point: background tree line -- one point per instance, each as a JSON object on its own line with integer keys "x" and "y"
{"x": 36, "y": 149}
* * *
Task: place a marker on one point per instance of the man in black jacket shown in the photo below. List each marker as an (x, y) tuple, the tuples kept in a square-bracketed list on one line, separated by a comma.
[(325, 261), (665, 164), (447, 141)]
...
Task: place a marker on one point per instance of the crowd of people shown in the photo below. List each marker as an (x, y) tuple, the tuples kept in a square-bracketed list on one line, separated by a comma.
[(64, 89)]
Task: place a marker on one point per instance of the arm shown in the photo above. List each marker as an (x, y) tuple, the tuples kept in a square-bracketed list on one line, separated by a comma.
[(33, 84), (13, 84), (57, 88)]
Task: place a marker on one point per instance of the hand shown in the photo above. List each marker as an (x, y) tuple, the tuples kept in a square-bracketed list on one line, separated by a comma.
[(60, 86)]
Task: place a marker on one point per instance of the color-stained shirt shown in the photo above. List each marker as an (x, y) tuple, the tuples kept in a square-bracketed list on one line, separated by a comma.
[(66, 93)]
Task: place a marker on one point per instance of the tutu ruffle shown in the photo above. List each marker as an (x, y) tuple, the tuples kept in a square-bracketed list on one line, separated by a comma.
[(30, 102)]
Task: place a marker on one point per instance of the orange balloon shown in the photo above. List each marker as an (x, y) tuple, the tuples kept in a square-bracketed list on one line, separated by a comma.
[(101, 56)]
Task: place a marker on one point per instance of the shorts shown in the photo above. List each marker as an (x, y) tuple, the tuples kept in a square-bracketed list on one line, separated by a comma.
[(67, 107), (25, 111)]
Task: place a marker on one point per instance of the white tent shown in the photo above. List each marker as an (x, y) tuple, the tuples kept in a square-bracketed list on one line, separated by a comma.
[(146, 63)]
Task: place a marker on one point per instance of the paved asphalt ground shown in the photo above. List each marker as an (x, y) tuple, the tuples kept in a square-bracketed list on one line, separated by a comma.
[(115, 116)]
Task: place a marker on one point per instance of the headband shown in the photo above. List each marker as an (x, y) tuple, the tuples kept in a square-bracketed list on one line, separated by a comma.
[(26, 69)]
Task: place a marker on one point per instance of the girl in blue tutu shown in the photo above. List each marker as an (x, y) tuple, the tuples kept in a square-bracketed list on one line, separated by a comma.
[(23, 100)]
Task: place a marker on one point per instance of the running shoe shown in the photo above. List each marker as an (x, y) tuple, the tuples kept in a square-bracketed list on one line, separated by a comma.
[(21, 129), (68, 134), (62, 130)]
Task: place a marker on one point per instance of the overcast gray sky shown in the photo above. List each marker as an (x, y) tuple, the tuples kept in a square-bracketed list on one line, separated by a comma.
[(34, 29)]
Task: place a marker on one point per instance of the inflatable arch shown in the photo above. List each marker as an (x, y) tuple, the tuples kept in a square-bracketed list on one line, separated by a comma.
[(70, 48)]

*Exercise instructions:* Convert the data above, from the line containing "of the crowd" through the line containing "[(67, 107), (25, 111)]", into a Markdown table with two columns, Row and Data line. Number each row and skip any blank lines.

*Solution below:*
| Row | Data line |
|---|---|
| 1 | Task: place a marker on one point per instance of the crowd of people shown in the photo below. List each marker as an (x, y) tuple, the tuples kept in a square-bracketed list on one line, separated by a comma. |
| 2 | [(64, 89)] |
| 3 | Task: place a marker on one point per instance of the arm shown in the photo above. List each marker as an (x, y) tuple, the tuples kept in a square-bracketed list on one line, separated by a comma. |
| 4 | [(33, 84), (13, 84), (57, 88)] |
| 5 | Task: place a marker on one point per instance of the hand shown in the photo above. List each marker as an (x, y) tuple, the tuples kept in a square-bracketed list on one line, separated by a comma. |
| 6 | [(60, 86)] |
| 7 | Task: place a marker on one point per instance of the color-stained shirt shown in the photo above. List each marker as an (x, y) tuple, the tuples kept in a square-bracketed list on one line, separated by a comma. |
| 8 | [(66, 93)] |
| 9 | Task: place a marker on one point per instance of the tutu ruffle shown in the photo above. List each marker as an (x, y) tuple, the tuples kept in a square-bracketed list on one line, separated by a comma. |
| 10 | [(30, 102)] |
| 11 | Task: place a marker on one point per instance of the orange balloon shown in the photo above. List each marker as an (x, y) tuple, the tuples kept in a square-bracketed list on one line, separated by a comma. |
| 12 | [(101, 56)] |
| 13 | Task: place a marker on one point per instance of the shorts shown in the photo above. List each marker as an (x, y) tuple, the tuples kept in a square-bracketed list on one line, separated by a comma. |
| 14 | [(67, 107), (25, 111)] |